→ **Exercise data**:
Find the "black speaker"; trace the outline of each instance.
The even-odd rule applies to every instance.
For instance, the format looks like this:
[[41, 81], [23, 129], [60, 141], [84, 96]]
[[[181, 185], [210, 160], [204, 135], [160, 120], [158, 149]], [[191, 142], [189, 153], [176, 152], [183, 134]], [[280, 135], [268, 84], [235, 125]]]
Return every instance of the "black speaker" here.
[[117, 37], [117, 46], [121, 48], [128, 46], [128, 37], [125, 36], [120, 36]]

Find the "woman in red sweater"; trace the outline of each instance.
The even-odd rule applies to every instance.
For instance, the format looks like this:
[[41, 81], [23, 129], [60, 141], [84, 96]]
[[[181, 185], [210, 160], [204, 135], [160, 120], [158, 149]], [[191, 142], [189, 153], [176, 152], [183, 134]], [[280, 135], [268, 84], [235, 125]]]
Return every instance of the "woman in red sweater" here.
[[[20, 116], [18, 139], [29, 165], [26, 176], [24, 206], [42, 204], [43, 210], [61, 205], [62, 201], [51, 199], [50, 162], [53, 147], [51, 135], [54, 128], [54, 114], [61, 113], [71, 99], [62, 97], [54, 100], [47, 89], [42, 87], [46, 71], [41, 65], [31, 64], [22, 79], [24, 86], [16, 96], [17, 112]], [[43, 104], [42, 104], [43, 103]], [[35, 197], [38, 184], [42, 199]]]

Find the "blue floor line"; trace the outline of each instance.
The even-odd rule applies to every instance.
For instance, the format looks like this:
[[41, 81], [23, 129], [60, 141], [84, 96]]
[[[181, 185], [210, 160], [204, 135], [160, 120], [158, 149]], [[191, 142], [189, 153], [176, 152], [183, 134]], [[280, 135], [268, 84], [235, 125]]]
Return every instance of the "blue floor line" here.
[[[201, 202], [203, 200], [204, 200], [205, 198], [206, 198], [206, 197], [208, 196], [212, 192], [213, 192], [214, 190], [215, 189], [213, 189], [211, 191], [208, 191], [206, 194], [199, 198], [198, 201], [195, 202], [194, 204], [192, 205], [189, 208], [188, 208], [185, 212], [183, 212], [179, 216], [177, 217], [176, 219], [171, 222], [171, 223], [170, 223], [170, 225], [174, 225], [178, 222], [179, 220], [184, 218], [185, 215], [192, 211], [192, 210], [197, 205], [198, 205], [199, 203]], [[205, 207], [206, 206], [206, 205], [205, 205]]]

→ **Exercise directions**:
Rewrite every item above, replacing each occurrence of "trace" with "draw" and leaving all other wording unchanged.

→ **Reply to the exercise**:
Find the "black speaker"; draw the outline of each instance.
The even-odd rule applies to every instance.
For instance, the format looks like this:
[[41, 81], [23, 129], [60, 141], [84, 96]]
[[[181, 185], [210, 160], [204, 135], [160, 120], [158, 149]], [[191, 142], [189, 153], [176, 152], [183, 134]], [[280, 135], [268, 84], [235, 125]]]
Return every instance of the "black speaker" here.
[[117, 37], [117, 46], [121, 48], [128, 46], [128, 37], [125, 36], [120, 36]]

Find the "woman in red sweater"; draw the outline of each instance.
The even-odd rule applies to every instance.
For instance, the format looks like this:
[[41, 81], [23, 129], [60, 141], [84, 96]]
[[[181, 185], [210, 160], [204, 135], [160, 120], [158, 149]], [[191, 142], [189, 153], [176, 152], [183, 134]], [[280, 135], [268, 84], [235, 125]]]
Return every instance of the "woman in red sweater" here.
[[[20, 116], [18, 139], [29, 165], [26, 176], [24, 206], [42, 204], [43, 210], [61, 205], [62, 201], [51, 199], [50, 162], [53, 147], [51, 135], [54, 128], [54, 114], [61, 113], [71, 99], [62, 97], [54, 100], [47, 89], [42, 87], [46, 71], [41, 65], [31, 64], [22, 79], [24, 86], [16, 96], [17, 112]], [[43, 104], [42, 104], [43, 103]], [[35, 197], [38, 184], [42, 199]]]

Find the "blue floor line"; draw the outline of each instance.
The even-odd rule applies to every instance.
For instance, the format looks like this:
[[41, 81], [23, 129], [60, 141], [84, 96]]
[[[181, 185], [210, 160], [204, 135], [160, 120], [158, 149]], [[191, 142], [189, 153], [176, 152], [183, 134]], [[280, 135], [268, 84], [235, 125]]]
Return every instance of the "blue floor line" here.
[[[201, 202], [203, 200], [204, 200], [205, 198], [206, 198], [206, 197], [208, 196], [212, 192], [213, 192], [214, 190], [215, 189], [213, 189], [211, 191], [208, 191], [206, 194], [199, 198], [198, 201], [195, 202], [194, 204], [192, 205], [189, 208], [188, 208], [185, 212], [183, 212], [179, 216], [177, 217], [176, 219], [171, 222], [171, 223], [170, 223], [170, 225], [174, 225], [178, 222], [179, 220], [184, 218], [185, 215], [192, 211], [192, 210], [197, 205], [198, 205], [199, 203]], [[205, 207], [206, 206], [206, 205], [205, 205]]]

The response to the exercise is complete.